-- Start of Data shown --
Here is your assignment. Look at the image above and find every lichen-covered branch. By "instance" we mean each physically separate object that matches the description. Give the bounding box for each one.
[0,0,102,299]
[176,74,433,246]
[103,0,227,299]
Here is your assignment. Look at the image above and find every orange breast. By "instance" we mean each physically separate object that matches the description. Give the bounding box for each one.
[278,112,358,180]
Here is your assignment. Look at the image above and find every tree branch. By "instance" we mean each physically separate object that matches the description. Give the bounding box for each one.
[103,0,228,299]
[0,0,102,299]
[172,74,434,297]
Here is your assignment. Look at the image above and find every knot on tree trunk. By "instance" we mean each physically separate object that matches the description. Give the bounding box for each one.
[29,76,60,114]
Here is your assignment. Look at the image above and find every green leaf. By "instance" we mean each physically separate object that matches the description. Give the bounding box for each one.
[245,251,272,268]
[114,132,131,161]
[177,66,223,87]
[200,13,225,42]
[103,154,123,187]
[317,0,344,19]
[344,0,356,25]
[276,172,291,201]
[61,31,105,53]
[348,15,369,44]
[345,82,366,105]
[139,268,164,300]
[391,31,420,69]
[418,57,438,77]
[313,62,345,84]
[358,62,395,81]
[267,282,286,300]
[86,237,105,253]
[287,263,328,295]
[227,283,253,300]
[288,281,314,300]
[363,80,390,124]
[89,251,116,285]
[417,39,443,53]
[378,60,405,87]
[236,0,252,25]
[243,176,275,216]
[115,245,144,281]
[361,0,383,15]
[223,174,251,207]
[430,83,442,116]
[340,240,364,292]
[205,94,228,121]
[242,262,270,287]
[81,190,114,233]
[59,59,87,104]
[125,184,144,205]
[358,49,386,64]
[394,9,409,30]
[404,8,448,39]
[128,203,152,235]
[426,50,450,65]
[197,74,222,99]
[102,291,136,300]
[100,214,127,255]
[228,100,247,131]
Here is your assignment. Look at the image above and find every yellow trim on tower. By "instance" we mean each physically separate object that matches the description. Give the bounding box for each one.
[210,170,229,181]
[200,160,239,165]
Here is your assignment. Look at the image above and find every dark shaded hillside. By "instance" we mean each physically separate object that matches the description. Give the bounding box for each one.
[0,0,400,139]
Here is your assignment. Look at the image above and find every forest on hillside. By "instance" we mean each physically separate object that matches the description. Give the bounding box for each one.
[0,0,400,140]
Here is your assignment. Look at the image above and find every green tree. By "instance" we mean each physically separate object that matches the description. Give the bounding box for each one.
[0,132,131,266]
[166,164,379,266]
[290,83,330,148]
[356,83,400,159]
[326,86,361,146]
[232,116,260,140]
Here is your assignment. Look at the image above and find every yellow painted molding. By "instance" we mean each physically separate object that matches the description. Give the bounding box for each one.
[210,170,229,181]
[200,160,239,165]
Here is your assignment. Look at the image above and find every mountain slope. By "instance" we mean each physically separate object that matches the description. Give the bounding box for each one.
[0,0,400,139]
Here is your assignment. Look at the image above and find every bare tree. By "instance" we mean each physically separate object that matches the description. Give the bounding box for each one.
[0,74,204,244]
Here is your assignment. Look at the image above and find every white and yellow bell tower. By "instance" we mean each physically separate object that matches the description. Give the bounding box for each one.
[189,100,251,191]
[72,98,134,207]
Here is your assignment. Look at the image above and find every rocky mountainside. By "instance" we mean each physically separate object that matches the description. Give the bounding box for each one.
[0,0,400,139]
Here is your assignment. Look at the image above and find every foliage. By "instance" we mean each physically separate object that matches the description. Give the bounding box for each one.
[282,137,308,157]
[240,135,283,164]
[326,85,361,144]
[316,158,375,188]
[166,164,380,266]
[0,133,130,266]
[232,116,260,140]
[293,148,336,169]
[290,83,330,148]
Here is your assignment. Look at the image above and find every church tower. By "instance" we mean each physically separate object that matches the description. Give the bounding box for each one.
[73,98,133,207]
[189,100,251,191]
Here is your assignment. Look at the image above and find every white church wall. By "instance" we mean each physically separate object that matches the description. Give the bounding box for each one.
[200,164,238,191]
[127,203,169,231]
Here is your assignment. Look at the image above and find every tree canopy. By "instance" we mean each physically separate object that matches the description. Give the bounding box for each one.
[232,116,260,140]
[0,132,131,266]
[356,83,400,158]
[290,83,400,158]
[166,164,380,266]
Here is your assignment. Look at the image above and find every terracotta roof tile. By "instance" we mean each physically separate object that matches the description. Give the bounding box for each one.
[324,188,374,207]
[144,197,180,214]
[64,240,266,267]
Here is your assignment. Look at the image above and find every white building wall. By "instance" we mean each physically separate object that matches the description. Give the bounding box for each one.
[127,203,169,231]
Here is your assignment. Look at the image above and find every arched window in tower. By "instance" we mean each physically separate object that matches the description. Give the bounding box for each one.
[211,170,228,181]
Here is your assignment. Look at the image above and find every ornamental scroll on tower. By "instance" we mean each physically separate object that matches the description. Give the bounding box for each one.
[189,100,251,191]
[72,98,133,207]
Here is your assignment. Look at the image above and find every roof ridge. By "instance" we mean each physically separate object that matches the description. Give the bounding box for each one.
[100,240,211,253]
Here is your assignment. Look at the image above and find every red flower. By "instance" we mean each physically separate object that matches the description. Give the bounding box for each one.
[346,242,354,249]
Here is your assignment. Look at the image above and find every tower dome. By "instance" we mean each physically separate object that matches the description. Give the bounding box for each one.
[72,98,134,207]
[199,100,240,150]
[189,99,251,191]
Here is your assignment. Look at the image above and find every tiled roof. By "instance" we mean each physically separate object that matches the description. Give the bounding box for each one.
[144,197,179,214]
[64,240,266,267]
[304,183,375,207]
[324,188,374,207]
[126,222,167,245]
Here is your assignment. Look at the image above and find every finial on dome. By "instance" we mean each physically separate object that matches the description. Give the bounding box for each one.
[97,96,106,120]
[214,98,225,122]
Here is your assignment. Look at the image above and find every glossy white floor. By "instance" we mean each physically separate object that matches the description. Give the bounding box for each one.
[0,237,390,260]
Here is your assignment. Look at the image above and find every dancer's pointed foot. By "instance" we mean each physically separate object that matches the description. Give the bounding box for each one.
-- End of Data shown --
**Your instructions:**
Can you copy every one of the records above word for word, leaving nothing out?

**Solution below:**
Here is your assignment. Look at the image above and find every lichen-covered branch. By "instance" we mean each physically separate object that matches the description. Give the bounding box for each one.
[0,0,102,299]
[176,74,433,246]
[103,0,227,299]
Here is your assignment. Look at the image above and find every orange breast. By "instance" we mean each physically separate object that matches the description. Give the bounding box for each one.
[278,112,358,180]
Here is your assignment. Look at the image above and find every tree branch. By "instance" we mean each physically separate object that matches the description. Give the bounding box for each one.
[103,0,228,299]
[0,0,102,299]
[172,74,434,297]
Here is your assignment. Look at the image above and find every knot on tree trunk. By "instance" we mean each physically separate object that matches the description. Give the bounding box for each one.
[29,76,60,114]
Here is your assignment. Look at the image above and find every green leaf. By "instance" we mean each physically separate object that matches the description. Give the bounding box for each one.
[245,251,272,268]
[114,132,131,161]
[177,66,223,87]
[200,13,225,42]
[103,154,123,187]
[317,0,344,19]
[344,0,356,25]
[276,172,291,201]
[61,31,105,53]
[348,15,369,44]
[345,82,366,105]
[139,268,164,300]
[391,31,420,69]
[418,57,438,77]
[313,62,345,84]
[358,62,395,81]
[267,282,286,300]
[86,237,105,253]
[287,263,328,295]
[227,283,253,300]
[288,281,314,300]
[363,80,390,124]
[89,251,116,285]
[417,39,443,53]
[378,60,405,87]
[236,0,252,25]
[243,176,275,216]
[115,245,144,281]
[361,0,383,15]
[223,174,251,207]
[430,83,442,116]
[340,240,364,292]
[205,94,228,121]
[242,262,270,287]
[81,190,114,233]
[59,59,87,104]
[125,184,144,205]
[358,49,386,64]
[394,9,409,30]
[404,8,448,39]
[128,203,152,235]
[426,50,450,65]
[197,74,222,99]
[102,291,136,300]
[100,214,127,255]
[228,100,247,131]
Here is your assignment. Look at the image above and find every yellow trim on tower. By "instance" we mean each physically separate object that matches the description. Give the bounding box for each one.
[210,170,229,181]
[200,160,239,165]
Here is your assignment. Look at the image above and find every dark shaded hillside. By "instance" we mean each physically separate object that matches the description. Give the bounding box for each one.
[0,0,400,139]
Here is your assignment. Look at the image above and find every forest on hillside. By "instance" we mean each physically separate object that matches the description. Give the bounding box for each one.
[0,0,400,140]
Here is your assignment. Look at the image above and find every green tree. By "instance" we mean each physically separate object that matches the description. Give the bounding box for each one.
[0,132,131,266]
[166,164,379,266]
[290,83,330,148]
[356,83,400,159]
[326,86,361,146]
[232,116,260,140]
Here is your assignment. Look at the image above and find every yellow painted molding. By "instance" we mean each physically separate object that matches the description. Give the bounding box for each one.
[210,170,229,181]
[200,160,239,165]
Here is your assignment. Look at the image above and find every mountain slope. By "instance" we mean each physically separate object that matches the description. Give the bounding box for each one.
[0,0,400,139]
Here is your assignment. Look at the image above and find every bare tree. By "instance" we mean each physically separate object that matches the description. Give the bounding box for each one.
[0,74,204,244]
Here is your assignment. Look at the image above and find every white and yellow bell tower. By "instance" we mean each physically separate object that matches the description. Give the bounding box for each one.
[189,100,251,191]
[72,98,134,207]
Here is your assignment. Look at the image above and find every rocky mountainside. By "instance" we mean each physically separate object that matches the description. Give the bounding box for each one.
[0,0,400,139]
Here is your assignment. Look at the image above and find every foliage. By "instance" we mean each physically separate object that matches the description. Give the bounding box for each one.
[282,137,308,157]
[240,135,283,164]
[326,85,361,144]
[316,158,375,188]
[166,164,380,266]
[0,133,130,266]
[232,116,260,140]
[293,148,336,169]
[290,83,330,148]
Here is your assignment. Look at the image above and find every church tower. By "instance" we mean each physically separate object that matches the description. Give the bounding box for each one.
[73,98,133,207]
[189,100,251,191]
Here is your assignment. Look at the image above and find every white church wall. By "instance" we mean each physically separate object that matches the description. Give the bounding box for each one.
[200,164,238,191]
[127,203,169,231]
Here is your assignment. Look at the image above and find every tree canopy. By "instance" we mean each physically separate object that matches the description. Give the bounding box for each one.
[232,116,260,140]
[0,132,131,266]
[356,83,400,158]
[290,83,400,158]
[166,164,380,266]
Here is your assignment. Look at the image above and find every terracotta roof tile. By "instance" we mean each physically separate object that matches the description. Give the bounding box for each one.
[324,188,374,207]
[144,197,180,214]
[64,240,266,267]
Here is your assignment. Look at the image above and find every white building wall. By "instance" we mean each physically separate object that matches the description. Give the bounding box for each one.
[127,203,169,231]
Here is your assignment. Look at the image above and find every arched window in tower. By "instance" we mean each physically separate object that matches the description. Give the bounding box for each one.
[211,170,228,181]
Here is your assignment. Look at the image above and find every ornamental scroll on tower. By "instance" we mean each physically separate object that matches the description. Give the bounding box for each one.
[189,100,251,191]
[72,98,133,207]
Here is your assignment. Look at the image above and find every roof ridge. By "instance" we mean each physically separate object that matches the description. Give the bounding box for each one.
[100,240,211,253]
Here is your assignment. Look at the image above and find every red flower. By "instance" we mean each physically separate object that matches the description. Give the bounding box for each one.
[346,242,354,249]
Here is your assignment. Look at the image above and find every tower dome. By "instance" we mean each physically separate object that matches the description. Give the bounding box for each one.
[72,98,134,207]
[199,100,240,150]
[189,99,251,191]
Here is your assignment. Look at the image above and find every tiled roof. By "instance" we mean each physically separate object that matches the description. Give the bounding box for each one.
[144,197,179,214]
[64,240,266,267]
[304,183,375,207]
[324,188,374,207]
[126,222,167,245]
Here is your assignment. Look at the image above and find every finial on dome. By "instance" we mean each physically separate object that matches the description. Give the bounding box for each one.
[97,96,106,120]
[214,98,225,122]
Here is your assignment. Look at the image above and find every glossy white floor. By "instance" we mean each physically separate object that matches the description. Give the bounding box for each one.
[0,237,390,260]
Here is your assignment. Look at the image above and find every dancer's pointed foot. By "instance" we mean each physically separate object that matches the description. Give the bounding box for each one.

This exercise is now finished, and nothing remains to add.